DOCUMENT EXTRACT:
++++++++++

Normalization of Transliterated Words in Code-Mixed Data Using Seq2Seq Model & Levenshtein Distance

Normalization of Transliterated Words in Code-Mixed Data Using Seq2Seq Model & Levenshtein Distance

Soumil Mandal, Karthick Nanmaran

Department of Computer Science & Engineering
SRM Institute of Science & Technology, Chennai, India
{soumil.mandal, karthicknanmaran}

Building tools for code-mixed data is rapidly gaining popularity in the NLP research community as such data is exponentially rising on social media. Working with code-mixed data contains several challenges, especially due to grammatical inconsistencies and spelling variations in addition to all the previous known challenges for social media scenarios. In this article, we present a novel architecture focusing on normalizing phonetic typing variations, which is commonly seen in code-mixed data. One of the main features of our architecture is that in addition to normalizing, it can also be utilized for back-transliteration and word identification in some cases. Our model achieved an accuracy of 90.27% on the test data.


1 Introduction

With rising popularity of social media, the amount of data is rising exponentially. If mined, this data can proof to be useful for various purposes. In countries where the number of bilinguals are high, we see that users tend to switch back and forth between multiple languages, a phenomenon known as code-mixing or code-switching. An interesting case is switching between languages which share different mother scripts. On such occasions, one of the two languages is typed in it’s phonetically transliterated form in order to use a common script. Though there are some standard transliteration rules, for example ITRANS 111, ISO 222, but it is extremely difficult and un-realistic for people to follow them while typing. This indeed is the case as we see that identical words are being transliterated differently by different people based on their own phonetic judgment influenced by dialects, location, or sometimes even based on the informality or casualness of the situation. Thus, for creating systems for code-mixed data, post language tagging, normalization of transliterated text is extremely important in order to identify the word and understand it’s semantics. This would help a lot in systems like opinion mining, and is actually necessary for tasks like summarization, translation, etc. A normalizing module will also be of immense help while making word embeddings for code-mixed data.
      In this paper, we present an architecture for automatic normalization of phonetically transliterated words to their standard forms. The language pair we have worked on is Bengali-English (Bn-En), where both are typed in Roman script, thus the Bengali words are in their transliterated form. The canonical or normalized form we have considered is the Indian Languages Transliteration (ITRANS) form of the respective Bengali word. Bengali is an Indo-Aryan language of India where 8.10% 333 of the total population are language speakers and is also the official language of Bangladesh. The mother script of Bengali is the Eastern Nagari Script 444 Our architecture utilizes fully char based sequence to sequence learning in addition to Levenshtein distance to give the final normalized form or as close to it as possible. Some additional advantages of our system is that at an intermediate stage, the back-transliterated form of the word can be fetched (i.e. word identification), which will be very useful in several cases as original tools (i.e. tools using mother script) can be utilized, for example emotion lexicons. Some other important contributions of our research are the new lexicons that have been prepared (discussed in Sec 3) which can be used for building various other tools for studying Bengali-English code-mixed data.

++++++++++

DATA PROVIDED:
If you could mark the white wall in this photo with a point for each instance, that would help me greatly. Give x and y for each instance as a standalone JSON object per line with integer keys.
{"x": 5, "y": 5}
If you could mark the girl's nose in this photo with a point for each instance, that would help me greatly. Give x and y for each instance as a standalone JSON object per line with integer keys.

++++++++++

GIVEN EXERCISE A:
According to the paper excerpt, what influences people's phonetic judgment when they transliterate words? List each factor.
GIVEN EXERCISE B:
What accuracy did the model in the paper excerpt achieve on the test data?
GIVEN EXERCISE C:
Return, word for word, the part of the paper excerpt that opens with the words containing "Department of Computer" and closes with "the test data.".
The material above is separate from the paper excerpt.

TASK SOLUTION A:
- Dialects
- Location
- The informality or casualness of the situation

TASK SOLUTION B:
90.27%

TASK SOLUTION C:
Department of Computer Science & Engineering
SRM Institute of Science & Technology, Chennai, India
{soumil.mandal, karthicknanmaran}

Building tools for code-mixed data is rapidly gaining popularity in the NLP research community as such data is exponentially rising on social media. Working with code-mixed data contains several challenges, especially due to grammatical inconsistencies and spelling variations in addition to all the previous known challenges for social media scenarios. In this article, we present a novel architecture focusing on normalizing phonetic typing variations, which is commonly seen in code-mixed data. One of the main features of our architecture is that in addition to normalizing, it can also be utilized for back-transliteration and word identification in some cases. Our model achieved an accuracy of 90.27% on the test data.